:: PAGE ::

By John C. Hulsman and A. Wess Mitchell, from “Pax Corleone,” published in February on the website of The National Interest. Hulsman is a scholar in residence at the German Council on Foreign Relations, in Berlin. Mitchell is the director of research at the Center for European Policy Analysis, in Washington, D.C.
Francis Ford Coppola’s The Godfather, one of the greatest movies ever produced by American cinema, hinges on the fate of the aging Vito Corleone. Emblematic of Cold War American power, the don is struck down suddenly and violently by forces he did not expect and does not understand, much as America was on September 11, 2001. Two of his sons, Santino (Sonny) and Michael, as well as his consigliere, Tom Hagen, an adopted son himself, gather in an atmosphere of shock and panic to try to decide what to do next—and how to respond to the attempted assassination of the don by Virgil “the Turk” Sollozzo. Each of the don’s three “heirs” embraces a different vision of how the family should move forward. Given the present changes in the world’s power structure, the movie is a startlingly useful metaphor for the strategic problems of our times.

:: PROVIDED RECORDS ::
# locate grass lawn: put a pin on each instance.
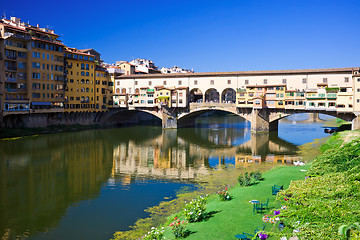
(236, 216)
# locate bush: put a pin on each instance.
(195, 210)
(244, 180)
(178, 228)
(257, 175)
(321, 204)
(154, 234)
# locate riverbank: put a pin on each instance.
(227, 218)
(319, 198)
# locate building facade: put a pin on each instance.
(32, 70)
(80, 81)
(313, 89)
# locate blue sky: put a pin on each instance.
(208, 35)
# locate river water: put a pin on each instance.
(89, 184)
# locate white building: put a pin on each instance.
(175, 69)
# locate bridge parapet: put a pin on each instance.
(210, 105)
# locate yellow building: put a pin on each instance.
(32, 68)
(280, 96)
(103, 89)
(80, 81)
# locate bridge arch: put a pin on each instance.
(228, 95)
(196, 95)
(276, 116)
(212, 95)
(131, 116)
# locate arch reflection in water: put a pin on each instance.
(42, 178)
(184, 154)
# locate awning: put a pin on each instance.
(41, 103)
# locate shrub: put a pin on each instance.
(178, 228)
(244, 180)
(224, 195)
(154, 234)
(195, 210)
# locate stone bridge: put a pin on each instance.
(261, 119)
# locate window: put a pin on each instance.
(22, 54)
(36, 65)
(36, 75)
(35, 54)
(21, 65)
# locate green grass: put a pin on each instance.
(236, 216)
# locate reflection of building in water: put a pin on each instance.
(37, 188)
(271, 158)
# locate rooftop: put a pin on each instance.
(247, 73)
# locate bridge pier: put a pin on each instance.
(169, 119)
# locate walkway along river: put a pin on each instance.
(89, 184)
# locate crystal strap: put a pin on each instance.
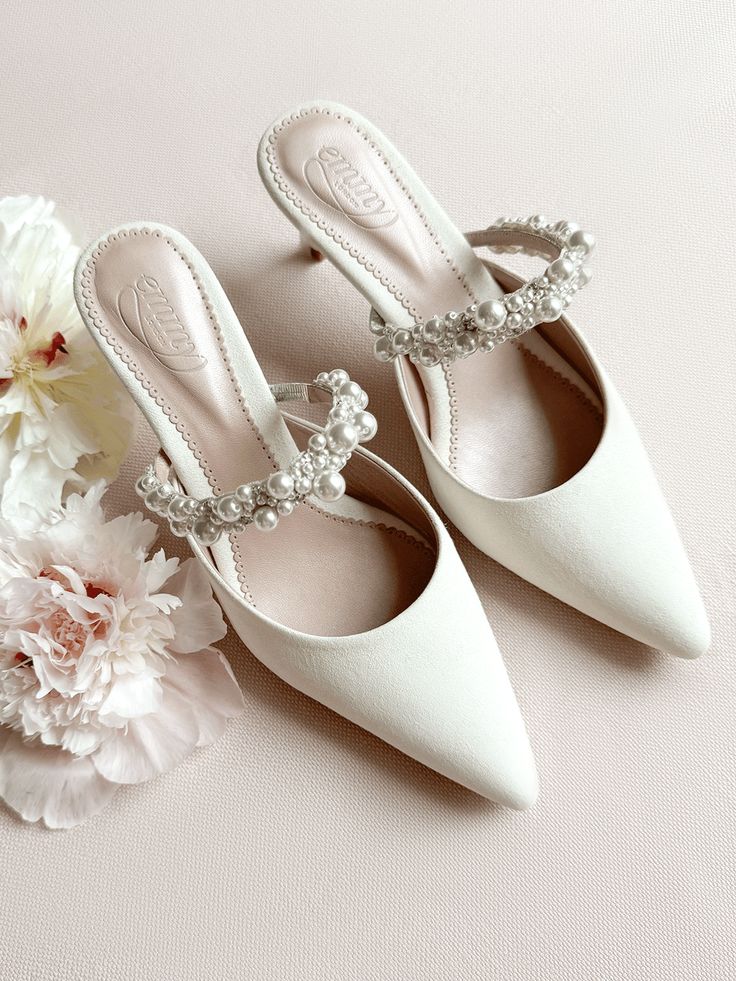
(261, 503)
(483, 326)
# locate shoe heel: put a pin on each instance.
(309, 247)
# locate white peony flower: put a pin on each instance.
(106, 673)
(65, 421)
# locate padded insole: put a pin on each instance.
(328, 574)
(513, 423)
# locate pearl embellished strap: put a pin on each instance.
(314, 472)
(483, 326)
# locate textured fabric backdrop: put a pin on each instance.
(300, 847)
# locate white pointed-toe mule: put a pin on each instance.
(527, 445)
(356, 596)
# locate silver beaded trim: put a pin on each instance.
(482, 326)
(261, 503)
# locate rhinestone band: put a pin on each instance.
(485, 325)
(314, 472)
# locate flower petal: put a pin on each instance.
(151, 745)
(207, 682)
(198, 621)
(43, 782)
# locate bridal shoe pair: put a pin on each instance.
(358, 597)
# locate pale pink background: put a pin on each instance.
(299, 847)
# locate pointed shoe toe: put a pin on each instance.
(603, 542)
(431, 682)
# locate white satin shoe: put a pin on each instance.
(358, 599)
(527, 445)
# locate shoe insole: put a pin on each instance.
(513, 423)
(326, 572)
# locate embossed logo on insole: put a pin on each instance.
(149, 316)
(344, 188)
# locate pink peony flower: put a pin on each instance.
(106, 673)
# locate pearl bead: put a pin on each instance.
(265, 518)
(205, 531)
(490, 314)
(402, 341)
(583, 241)
(350, 390)
(280, 485)
(382, 349)
(366, 425)
(245, 493)
(156, 501)
(465, 345)
(433, 330)
(342, 437)
(178, 508)
(549, 309)
(560, 270)
(228, 507)
(340, 413)
(429, 356)
(329, 486)
(145, 484)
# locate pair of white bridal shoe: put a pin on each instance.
(358, 597)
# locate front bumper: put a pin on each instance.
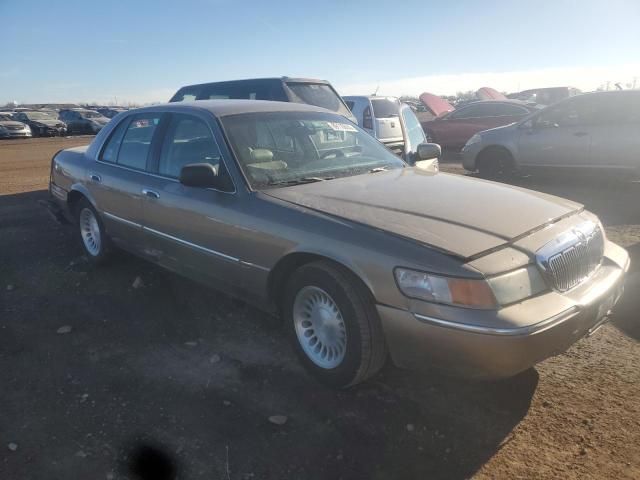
(420, 342)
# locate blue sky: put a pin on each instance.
(143, 50)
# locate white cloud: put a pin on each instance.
(584, 78)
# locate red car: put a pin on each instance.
(452, 130)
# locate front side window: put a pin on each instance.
(414, 133)
(280, 148)
(136, 142)
(188, 140)
(385, 108)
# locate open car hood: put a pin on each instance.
(436, 105)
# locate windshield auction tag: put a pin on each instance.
(341, 127)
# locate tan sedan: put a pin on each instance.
(297, 210)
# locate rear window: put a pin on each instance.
(385, 108)
(318, 94)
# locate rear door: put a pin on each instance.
(386, 115)
(560, 136)
(188, 229)
(115, 180)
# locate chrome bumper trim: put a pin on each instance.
(526, 330)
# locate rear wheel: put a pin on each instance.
(93, 237)
(495, 162)
(333, 324)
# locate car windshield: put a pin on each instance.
(39, 116)
(318, 94)
(283, 148)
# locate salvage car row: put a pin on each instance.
(25, 123)
(367, 256)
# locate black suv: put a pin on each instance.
(284, 89)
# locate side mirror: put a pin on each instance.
(201, 175)
(427, 151)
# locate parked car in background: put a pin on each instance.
(110, 112)
(452, 130)
(305, 214)
(545, 96)
(42, 123)
(591, 132)
(10, 128)
(80, 120)
(393, 123)
(380, 116)
(284, 89)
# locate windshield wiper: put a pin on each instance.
(299, 181)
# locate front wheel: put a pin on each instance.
(333, 324)
(93, 237)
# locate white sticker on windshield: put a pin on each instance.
(342, 127)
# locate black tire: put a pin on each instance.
(100, 254)
(495, 163)
(366, 350)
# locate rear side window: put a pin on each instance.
(136, 142)
(318, 94)
(385, 108)
(414, 132)
(110, 150)
(188, 140)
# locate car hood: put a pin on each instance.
(455, 214)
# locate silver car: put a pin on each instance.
(598, 132)
(10, 128)
(297, 210)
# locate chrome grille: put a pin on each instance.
(574, 256)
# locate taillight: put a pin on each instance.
(367, 119)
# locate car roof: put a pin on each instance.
(222, 108)
(265, 79)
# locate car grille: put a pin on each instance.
(578, 255)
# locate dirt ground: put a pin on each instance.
(175, 365)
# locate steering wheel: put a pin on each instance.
(335, 153)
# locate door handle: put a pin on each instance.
(150, 193)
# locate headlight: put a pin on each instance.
(475, 139)
(517, 285)
(449, 290)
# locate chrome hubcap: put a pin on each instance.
(320, 327)
(90, 231)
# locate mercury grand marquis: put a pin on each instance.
(365, 257)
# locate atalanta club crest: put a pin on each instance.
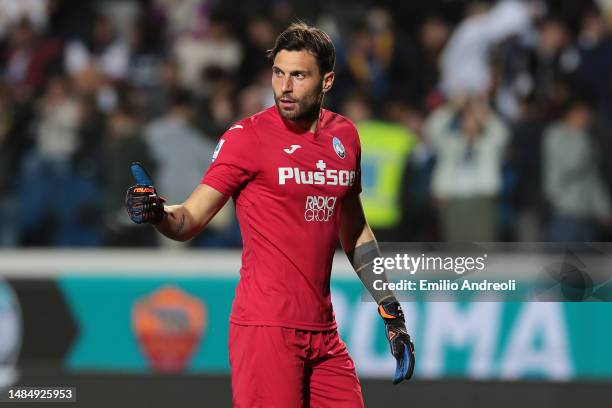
(338, 147)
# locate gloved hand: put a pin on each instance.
(402, 347)
(142, 202)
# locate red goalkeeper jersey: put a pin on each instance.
(288, 186)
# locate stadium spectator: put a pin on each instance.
(465, 59)
(575, 191)
(469, 141)
(218, 49)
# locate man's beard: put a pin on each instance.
(307, 108)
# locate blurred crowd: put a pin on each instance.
(479, 120)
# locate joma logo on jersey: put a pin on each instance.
(329, 177)
(319, 208)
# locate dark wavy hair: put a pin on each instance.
(300, 36)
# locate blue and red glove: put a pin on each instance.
(401, 345)
(142, 202)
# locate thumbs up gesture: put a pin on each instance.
(142, 202)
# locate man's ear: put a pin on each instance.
(328, 81)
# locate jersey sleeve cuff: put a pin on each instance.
(218, 185)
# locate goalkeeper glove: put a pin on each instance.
(142, 202)
(402, 347)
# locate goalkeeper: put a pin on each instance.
(293, 171)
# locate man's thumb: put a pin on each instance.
(140, 174)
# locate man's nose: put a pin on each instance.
(287, 84)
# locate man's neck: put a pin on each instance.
(305, 125)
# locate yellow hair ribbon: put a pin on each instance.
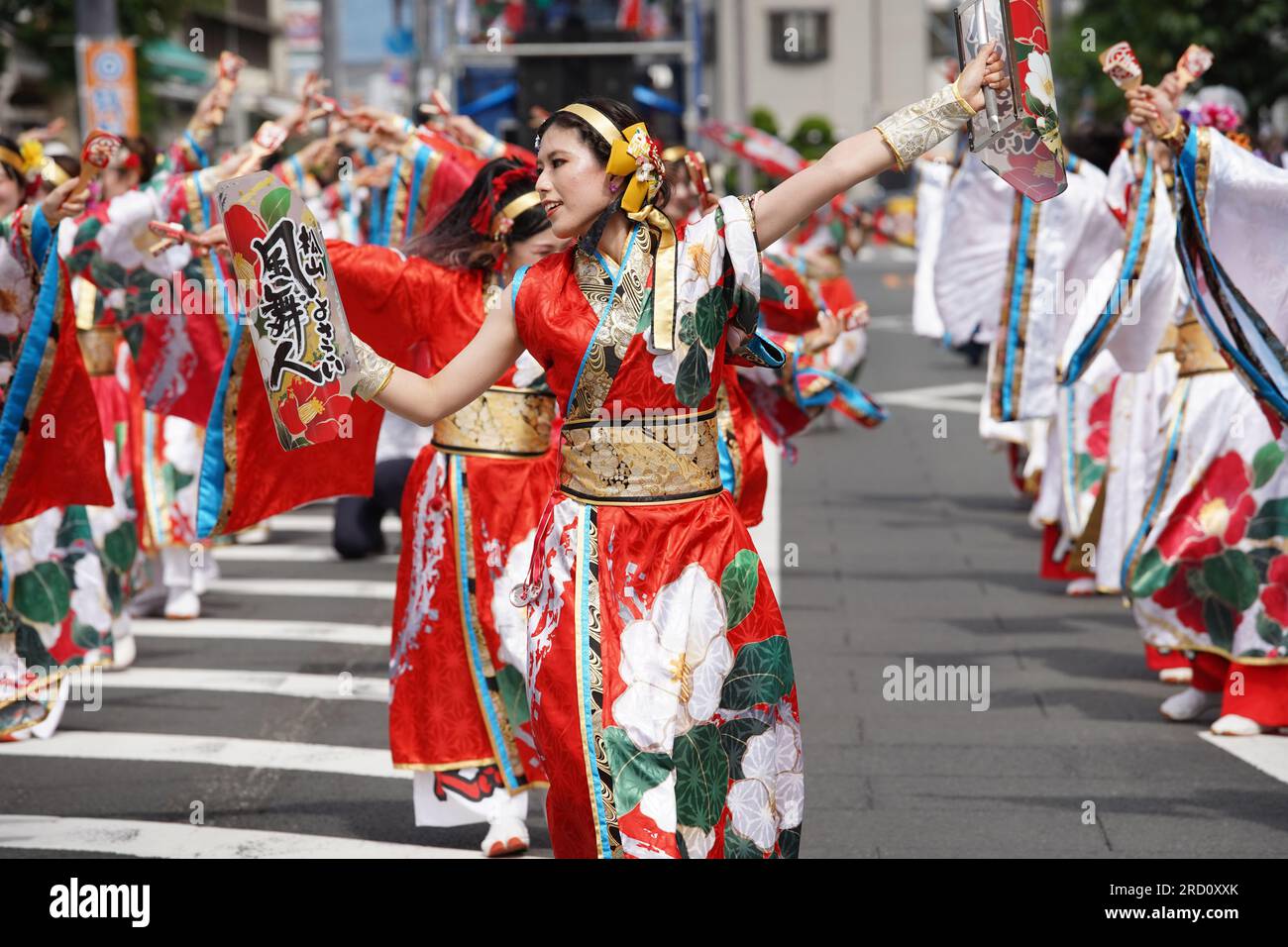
(634, 154)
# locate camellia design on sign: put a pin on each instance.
(1024, 149)
(297, 328)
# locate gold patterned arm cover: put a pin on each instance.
(913, 131)
(374, 371)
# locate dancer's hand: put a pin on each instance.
(62, 202)
(984, 71)
(1150, 107)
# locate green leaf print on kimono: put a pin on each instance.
(43, 594)
(634, 771)
(761, 674)
(702, 777)
(738, 586)
(1266, 463)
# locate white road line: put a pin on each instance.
(958, 398)
(890, 324)
(960, 389)
(317, 522)
(1267, 753)
(215, 751)
(326, 686)
(283, 552)
(181, 840)
(265, 630)
(307, 587)
(962, 407)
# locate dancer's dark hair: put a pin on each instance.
(455, 244)
(622, 116)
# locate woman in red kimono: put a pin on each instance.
(664, 702)
(459, 712)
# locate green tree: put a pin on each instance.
(812, 137)
(48, 29)
(1248, 38)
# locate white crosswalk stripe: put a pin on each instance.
(307, 587)
(214, 751)
(317, 522)
(266, 630)
(1267, 753)
(181, 840)
(339, 603)
(327, 686)
(274, 552)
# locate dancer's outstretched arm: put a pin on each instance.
(917, 128)
(465, 377)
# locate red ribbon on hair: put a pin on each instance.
(488, 209)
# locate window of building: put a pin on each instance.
(798, 37)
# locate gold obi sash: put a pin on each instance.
(500, 423)
(1196, 354)
(98, 348)
(1168, 343)
(640, 460)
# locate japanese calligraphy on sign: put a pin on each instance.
(296, 322)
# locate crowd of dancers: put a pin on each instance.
(567, 361)
(1134, 333)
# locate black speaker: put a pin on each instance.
(552, 82)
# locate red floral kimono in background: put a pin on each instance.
(662, 692)
(459, 707)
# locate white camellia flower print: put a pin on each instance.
(527, 369)
(511, 622)
(1041, 81)
(31, 540)
(181, 445)
(674, 663)
(658, 804)
(697, 843)
(772, 795)
(89, 596)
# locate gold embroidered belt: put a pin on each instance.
(640, 460)
(1196, 354)
(500, 423)
(1168, 343)
(98, 348)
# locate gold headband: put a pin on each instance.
(520, 204)
(8, 157)
(596, 120)
(634, 151)
(53, 174)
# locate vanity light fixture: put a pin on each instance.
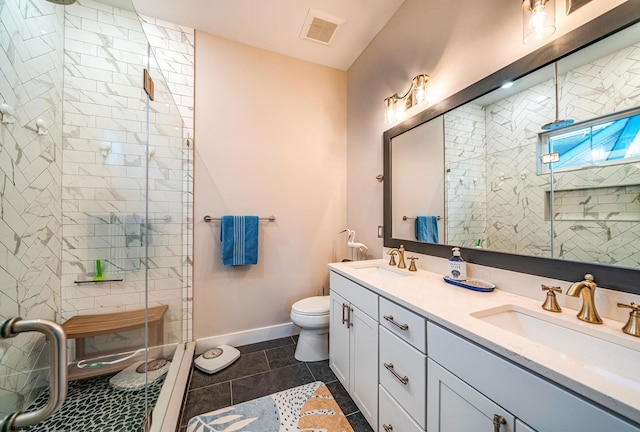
(538, 20)
(395, 106)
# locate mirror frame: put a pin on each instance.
(617, 278)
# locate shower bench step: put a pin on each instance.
(80, 327)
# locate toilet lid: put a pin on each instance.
(318, 305)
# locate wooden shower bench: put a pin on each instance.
(80, 327)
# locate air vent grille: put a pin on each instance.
(320, 27)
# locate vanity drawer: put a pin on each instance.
(404, 323)
(392, 417)
(365, 300)
(403, 373)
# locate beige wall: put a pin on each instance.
(455, 45)
(270, 139)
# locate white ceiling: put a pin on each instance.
(275, 25)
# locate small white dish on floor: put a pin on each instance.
(215, 359)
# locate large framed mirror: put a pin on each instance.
(494, 170)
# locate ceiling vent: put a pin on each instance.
(320, 27)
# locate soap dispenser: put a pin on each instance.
(457, 266)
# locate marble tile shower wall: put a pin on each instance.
(104, 170)
(31, 44)
(465, 187)
(603, 86)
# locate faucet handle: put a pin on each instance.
(551, 289)
(412, 266)
(632, 327)
(392, 252)
(551, 302)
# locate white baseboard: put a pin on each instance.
(247, 337)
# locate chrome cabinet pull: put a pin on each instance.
(403, 327)
(498, 421)
(403, 379)
(57, 370)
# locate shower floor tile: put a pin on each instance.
(93, 406)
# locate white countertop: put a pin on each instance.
(428, 295)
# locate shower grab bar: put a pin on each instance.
(208, 218)
(57, 370)
(408, 218)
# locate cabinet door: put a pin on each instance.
(364, 364)
(455, 406)
(339, 339)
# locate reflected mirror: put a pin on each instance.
(498, 194)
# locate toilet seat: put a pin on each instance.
(312, 306)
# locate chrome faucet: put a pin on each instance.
(400, 252)
(587, 288)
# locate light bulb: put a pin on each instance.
(420, 89)
(390, 109)
(539, 18)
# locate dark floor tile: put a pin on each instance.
(321, 371)
(206, 399)
(359, 423)
(346, 404)
(247, 364)
(261, 346)
(256, 386)
(281, 356)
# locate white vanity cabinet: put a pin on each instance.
(403, 369)
(468, 386)
(455, 406)
(353, 343)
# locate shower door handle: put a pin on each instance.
(57, 371)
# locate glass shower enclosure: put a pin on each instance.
(95, 212)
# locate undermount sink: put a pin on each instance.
(381, 272)
(599, 352)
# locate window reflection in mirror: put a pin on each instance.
(612, 139)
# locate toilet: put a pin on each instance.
(312, 316)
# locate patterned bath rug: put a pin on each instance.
(310, 407)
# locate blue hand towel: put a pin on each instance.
(239, 237)
(427, 229)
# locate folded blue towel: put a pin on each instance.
(239, 237)
(426, 228)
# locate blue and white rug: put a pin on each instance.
(310, 407)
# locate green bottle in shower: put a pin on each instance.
(98, 275)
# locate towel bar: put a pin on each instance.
(407, 218)
(208, 218)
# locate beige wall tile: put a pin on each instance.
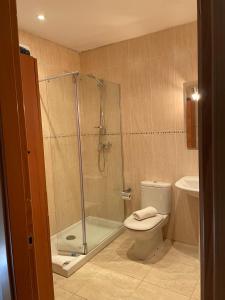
(66, 180)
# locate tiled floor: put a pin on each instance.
(111, 275)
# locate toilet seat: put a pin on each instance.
(143, 225)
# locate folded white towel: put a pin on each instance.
(145, 213)
(60, 260)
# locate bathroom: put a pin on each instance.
(115, 128)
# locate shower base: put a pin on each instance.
(100, 232)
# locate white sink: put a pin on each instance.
(189, 184)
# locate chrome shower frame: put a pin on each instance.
(75, 76)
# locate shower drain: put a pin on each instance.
(71, 237)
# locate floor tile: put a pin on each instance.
(108, 285)
(177, 277)
(196, 295)
(76, 282)
(173, 274)
(61, 294)
(147, 291)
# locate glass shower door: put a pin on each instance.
(101, 145)
(59, 120)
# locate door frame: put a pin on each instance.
(211, 29)
(17, 201)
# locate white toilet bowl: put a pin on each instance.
(147, 235)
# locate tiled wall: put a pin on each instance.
(151, 70)
(58, 120)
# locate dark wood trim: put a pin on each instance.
(6, 278)
(205, 147)
(218, 117)
(36, 165)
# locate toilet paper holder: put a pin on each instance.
(126, 194)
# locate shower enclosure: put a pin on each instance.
(83, 156)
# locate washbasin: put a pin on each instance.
(189, 184)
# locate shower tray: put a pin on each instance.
(100, 232)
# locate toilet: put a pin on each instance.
(147, 234)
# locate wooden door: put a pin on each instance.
(35, 152)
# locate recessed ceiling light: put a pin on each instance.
(41, 17)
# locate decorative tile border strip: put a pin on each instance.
(123, 133)
(155, 132)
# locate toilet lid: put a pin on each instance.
(145, 224)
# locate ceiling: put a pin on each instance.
(88, 24)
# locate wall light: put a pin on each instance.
(195, 95)
(41, 17)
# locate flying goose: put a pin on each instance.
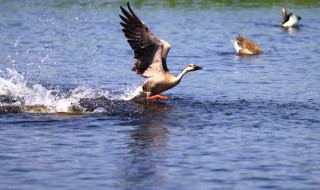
(289, 20)
(150, 55)
(245, 46)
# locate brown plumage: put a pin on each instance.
(244, 46)
(150, 54)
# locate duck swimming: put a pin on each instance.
(245, 46)
(289, 20)
(150, 55)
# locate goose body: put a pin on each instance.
(245, 46)
(289, 20)
(150, 54)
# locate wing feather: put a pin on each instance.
(146, 46)
(245, 43)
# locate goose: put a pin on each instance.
(150, 55)
(245, 46)
(289, 20)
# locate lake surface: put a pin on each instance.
(241, 123)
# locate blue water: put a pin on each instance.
(241, 123)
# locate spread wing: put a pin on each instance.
(148, 49)
(245, 43)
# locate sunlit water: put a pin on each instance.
(241, 123)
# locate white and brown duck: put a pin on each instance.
(150, 54)
(244, 46)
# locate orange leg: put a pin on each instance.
(158, 96)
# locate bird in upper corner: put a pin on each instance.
(289, 20)
(150, 54)
(245, 46)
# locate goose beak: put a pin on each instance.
(198, 68)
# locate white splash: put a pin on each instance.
(54, 101)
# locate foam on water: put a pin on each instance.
(14, 85)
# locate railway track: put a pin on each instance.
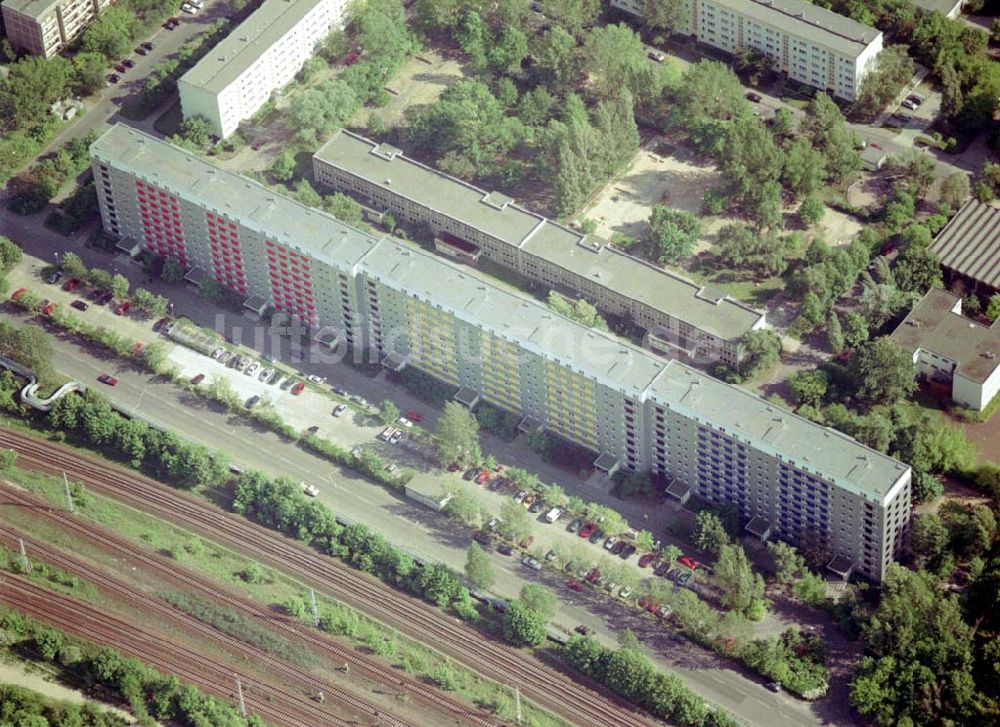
(449, 708)
(544, 685)
(177, 618)
(264, 699)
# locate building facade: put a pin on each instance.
(796, 480)
(468, 223)
(44, 27)
(258, 57)
(808, 43)
(953, 355)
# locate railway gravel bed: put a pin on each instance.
(265, 699)
(451, 711)
(546, 686)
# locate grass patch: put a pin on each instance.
(229, 568)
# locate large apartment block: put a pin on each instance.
(806, 42)
(258, 57)
(468, 222)
(44, 27)
(790, 478)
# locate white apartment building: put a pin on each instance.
(258, 57)
(44, 27)
(810, 44)
(790, 478)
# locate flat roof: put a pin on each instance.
(822, 26)
(255, 206)
(970, 243)
(32, 8)
(514, 316)
(497, 215)
(246, 43)
(830, 454)
(934, 325)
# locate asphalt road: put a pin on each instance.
(434, 536)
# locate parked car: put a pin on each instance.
(688, 562)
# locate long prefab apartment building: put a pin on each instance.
(262, 54)
(810, 44)
(468, 223)
(45, 27)
(790, 478)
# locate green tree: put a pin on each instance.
(457, 435)
(709, 533)
(523, 626)
(674, 232)
(119, 286)
(539, 599)
(812, 210)
(741, 587)
(283, 166)
(478, 567)
(881, 372)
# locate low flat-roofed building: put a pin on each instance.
(44, 27)
(969, 248)
(952, 353)
(469, 222)
(237, 77)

:: WRITTEN PROBLEM ::
In the text above about The Godfather, repeat the part starting at "Francis Ford Coppola’s" and ending at "of our times.".

:: WORKED ANSWER ::
Francis Ford Coppola’s The Godfather, one of the greatest movies ever produced by American cinema, hinges on the fate of the aging Vito Corleone. Emblematic of Cold War American power, the don is struck down suddenly and violently by forces he did not expect and does not understand, much as America was on September 11, 2001. Two of his sons, Santino (Sonny) and Michael, as well as his consigliere, Tom Hagen, an adopted son himself, gather in an atmosphere of shock and panic to try to decide what to do next—and how to respond to the attempted assassination of the don by Virgil “the Turk” Sollozzo. Each of the don’s three “heirs” embraces a different vision of how the family should move forward. Given the present changes in the world’s power structure, the movie is a startlingly useful metaphor for the strategic problems of our times.